**Entries shown**
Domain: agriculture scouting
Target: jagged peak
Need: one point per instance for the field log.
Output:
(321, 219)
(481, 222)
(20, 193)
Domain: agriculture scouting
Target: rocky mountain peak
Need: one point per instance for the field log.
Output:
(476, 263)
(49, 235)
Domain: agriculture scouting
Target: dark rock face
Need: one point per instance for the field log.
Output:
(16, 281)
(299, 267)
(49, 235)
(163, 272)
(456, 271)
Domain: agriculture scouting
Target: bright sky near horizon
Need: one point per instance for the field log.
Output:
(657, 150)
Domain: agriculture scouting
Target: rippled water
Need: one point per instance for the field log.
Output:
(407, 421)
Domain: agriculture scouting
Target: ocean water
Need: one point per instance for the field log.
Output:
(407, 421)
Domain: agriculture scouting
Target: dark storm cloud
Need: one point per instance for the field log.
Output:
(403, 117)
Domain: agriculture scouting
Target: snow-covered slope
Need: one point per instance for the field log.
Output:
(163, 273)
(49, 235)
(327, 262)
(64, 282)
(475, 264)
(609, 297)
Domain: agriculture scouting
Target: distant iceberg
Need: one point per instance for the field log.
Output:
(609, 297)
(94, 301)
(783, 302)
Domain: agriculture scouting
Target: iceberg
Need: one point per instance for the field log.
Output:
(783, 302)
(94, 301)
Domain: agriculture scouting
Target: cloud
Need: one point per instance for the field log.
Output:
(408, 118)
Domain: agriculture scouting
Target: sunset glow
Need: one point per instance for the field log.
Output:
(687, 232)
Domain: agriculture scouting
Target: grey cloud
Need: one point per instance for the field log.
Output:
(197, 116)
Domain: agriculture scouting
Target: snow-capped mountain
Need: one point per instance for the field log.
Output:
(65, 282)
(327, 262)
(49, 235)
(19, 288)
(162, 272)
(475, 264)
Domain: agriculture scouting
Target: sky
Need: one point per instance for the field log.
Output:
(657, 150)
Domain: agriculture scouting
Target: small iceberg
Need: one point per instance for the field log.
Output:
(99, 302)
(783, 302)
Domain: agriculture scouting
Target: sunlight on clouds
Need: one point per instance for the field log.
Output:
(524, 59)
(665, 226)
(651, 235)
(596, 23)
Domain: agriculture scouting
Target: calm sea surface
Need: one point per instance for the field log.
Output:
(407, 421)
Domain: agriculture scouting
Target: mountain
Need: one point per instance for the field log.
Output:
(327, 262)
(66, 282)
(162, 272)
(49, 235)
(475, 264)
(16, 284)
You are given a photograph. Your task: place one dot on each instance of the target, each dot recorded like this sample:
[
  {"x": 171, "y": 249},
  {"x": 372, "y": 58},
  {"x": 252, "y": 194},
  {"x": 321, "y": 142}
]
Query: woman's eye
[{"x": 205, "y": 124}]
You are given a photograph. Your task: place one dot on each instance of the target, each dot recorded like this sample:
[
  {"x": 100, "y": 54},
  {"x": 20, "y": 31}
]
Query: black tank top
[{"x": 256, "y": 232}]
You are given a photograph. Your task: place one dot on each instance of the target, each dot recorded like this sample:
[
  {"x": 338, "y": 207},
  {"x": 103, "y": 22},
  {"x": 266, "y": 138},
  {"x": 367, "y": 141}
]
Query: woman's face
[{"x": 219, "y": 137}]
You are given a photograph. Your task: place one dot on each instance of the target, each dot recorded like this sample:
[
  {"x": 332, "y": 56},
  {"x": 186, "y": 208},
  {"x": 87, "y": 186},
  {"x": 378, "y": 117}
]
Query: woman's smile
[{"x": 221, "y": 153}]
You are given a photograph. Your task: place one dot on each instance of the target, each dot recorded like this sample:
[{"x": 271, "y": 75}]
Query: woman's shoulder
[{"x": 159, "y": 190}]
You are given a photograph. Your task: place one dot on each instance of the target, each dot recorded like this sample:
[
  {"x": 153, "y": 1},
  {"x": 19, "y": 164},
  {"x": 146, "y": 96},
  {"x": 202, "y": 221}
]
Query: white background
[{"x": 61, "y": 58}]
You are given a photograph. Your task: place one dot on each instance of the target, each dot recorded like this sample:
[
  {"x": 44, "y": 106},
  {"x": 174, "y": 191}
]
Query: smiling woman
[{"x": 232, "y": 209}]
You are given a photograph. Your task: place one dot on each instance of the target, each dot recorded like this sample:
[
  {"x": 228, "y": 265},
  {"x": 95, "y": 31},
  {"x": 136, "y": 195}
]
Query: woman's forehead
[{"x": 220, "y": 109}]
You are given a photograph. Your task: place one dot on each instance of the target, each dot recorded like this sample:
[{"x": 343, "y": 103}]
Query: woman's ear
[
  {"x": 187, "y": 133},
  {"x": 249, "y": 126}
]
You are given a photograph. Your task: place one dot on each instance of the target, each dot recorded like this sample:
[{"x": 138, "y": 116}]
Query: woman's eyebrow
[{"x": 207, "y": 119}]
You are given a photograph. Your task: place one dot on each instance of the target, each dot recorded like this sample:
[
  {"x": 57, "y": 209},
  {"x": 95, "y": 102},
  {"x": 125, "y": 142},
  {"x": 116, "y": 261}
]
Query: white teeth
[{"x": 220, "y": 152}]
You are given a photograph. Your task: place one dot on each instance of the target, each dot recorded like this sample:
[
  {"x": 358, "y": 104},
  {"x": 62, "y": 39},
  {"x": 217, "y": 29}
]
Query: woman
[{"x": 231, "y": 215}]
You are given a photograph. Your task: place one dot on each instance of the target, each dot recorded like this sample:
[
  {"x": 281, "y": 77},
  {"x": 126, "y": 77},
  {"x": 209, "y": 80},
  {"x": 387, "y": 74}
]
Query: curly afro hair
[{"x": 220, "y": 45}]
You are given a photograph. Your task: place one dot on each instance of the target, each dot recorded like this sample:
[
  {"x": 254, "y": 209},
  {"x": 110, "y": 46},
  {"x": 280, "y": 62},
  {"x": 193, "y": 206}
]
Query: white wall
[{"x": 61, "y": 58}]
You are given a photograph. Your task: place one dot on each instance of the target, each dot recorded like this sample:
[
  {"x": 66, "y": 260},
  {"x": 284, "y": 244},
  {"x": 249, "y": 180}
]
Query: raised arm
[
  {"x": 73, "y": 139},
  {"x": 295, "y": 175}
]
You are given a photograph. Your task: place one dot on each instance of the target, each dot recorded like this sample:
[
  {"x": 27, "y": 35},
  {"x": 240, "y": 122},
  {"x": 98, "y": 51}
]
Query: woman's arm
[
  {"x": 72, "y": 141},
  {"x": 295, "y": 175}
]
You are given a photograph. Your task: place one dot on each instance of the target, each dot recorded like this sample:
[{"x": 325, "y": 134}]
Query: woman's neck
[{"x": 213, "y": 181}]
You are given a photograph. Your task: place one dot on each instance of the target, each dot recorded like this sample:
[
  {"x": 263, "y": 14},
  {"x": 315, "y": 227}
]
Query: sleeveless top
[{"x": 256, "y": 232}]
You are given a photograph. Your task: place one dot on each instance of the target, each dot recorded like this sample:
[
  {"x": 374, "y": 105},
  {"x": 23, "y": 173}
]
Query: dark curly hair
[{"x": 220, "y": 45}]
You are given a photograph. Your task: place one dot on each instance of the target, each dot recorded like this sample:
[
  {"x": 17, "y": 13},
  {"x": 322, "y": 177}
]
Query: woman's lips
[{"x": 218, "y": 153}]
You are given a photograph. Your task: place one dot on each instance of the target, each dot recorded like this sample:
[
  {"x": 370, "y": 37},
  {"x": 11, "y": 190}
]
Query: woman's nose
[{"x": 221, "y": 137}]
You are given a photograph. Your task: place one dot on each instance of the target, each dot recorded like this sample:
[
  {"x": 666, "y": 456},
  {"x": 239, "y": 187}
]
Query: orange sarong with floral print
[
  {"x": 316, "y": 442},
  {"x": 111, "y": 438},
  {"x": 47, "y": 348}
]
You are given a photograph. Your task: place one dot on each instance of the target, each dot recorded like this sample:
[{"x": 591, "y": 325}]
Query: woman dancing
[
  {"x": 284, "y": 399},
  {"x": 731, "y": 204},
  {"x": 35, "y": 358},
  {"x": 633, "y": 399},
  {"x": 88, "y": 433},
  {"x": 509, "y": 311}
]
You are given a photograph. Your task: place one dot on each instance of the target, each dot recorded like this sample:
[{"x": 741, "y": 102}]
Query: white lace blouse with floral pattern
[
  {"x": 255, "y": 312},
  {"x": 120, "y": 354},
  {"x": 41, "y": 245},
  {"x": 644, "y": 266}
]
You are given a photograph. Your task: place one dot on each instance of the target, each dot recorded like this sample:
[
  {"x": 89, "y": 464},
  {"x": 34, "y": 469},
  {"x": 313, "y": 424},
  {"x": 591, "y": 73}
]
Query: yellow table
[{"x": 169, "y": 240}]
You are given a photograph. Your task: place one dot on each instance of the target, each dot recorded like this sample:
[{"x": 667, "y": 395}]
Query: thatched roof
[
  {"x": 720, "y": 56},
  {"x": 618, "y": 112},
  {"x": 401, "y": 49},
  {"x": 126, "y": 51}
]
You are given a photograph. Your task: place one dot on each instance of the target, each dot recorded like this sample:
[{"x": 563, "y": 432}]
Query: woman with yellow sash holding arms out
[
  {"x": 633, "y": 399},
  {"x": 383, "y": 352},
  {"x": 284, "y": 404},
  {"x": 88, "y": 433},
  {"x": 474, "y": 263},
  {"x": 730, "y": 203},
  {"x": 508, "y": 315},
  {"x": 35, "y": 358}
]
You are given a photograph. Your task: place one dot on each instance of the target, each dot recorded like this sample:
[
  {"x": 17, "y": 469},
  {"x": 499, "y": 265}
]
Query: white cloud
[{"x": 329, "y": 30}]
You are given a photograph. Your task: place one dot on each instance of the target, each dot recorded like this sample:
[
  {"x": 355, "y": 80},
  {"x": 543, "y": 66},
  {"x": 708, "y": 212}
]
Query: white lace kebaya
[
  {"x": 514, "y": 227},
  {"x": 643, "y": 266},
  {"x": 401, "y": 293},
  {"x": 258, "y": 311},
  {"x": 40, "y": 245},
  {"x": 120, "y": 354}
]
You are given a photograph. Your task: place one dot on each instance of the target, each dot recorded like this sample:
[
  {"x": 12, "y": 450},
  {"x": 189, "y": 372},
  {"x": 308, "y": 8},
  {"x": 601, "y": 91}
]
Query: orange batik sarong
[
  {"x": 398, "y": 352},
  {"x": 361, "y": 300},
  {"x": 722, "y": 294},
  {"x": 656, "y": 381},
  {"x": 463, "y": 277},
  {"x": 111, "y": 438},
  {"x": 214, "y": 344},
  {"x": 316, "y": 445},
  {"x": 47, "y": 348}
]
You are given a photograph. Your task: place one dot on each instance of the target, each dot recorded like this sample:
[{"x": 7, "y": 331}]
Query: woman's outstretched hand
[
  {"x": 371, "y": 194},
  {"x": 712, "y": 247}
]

**Aim**
Show every line of the material that contains the string "orange", copied in full. Case counts.

**Response to the exercise**
Query: orange sarong with floral print
Query: orange batik sarong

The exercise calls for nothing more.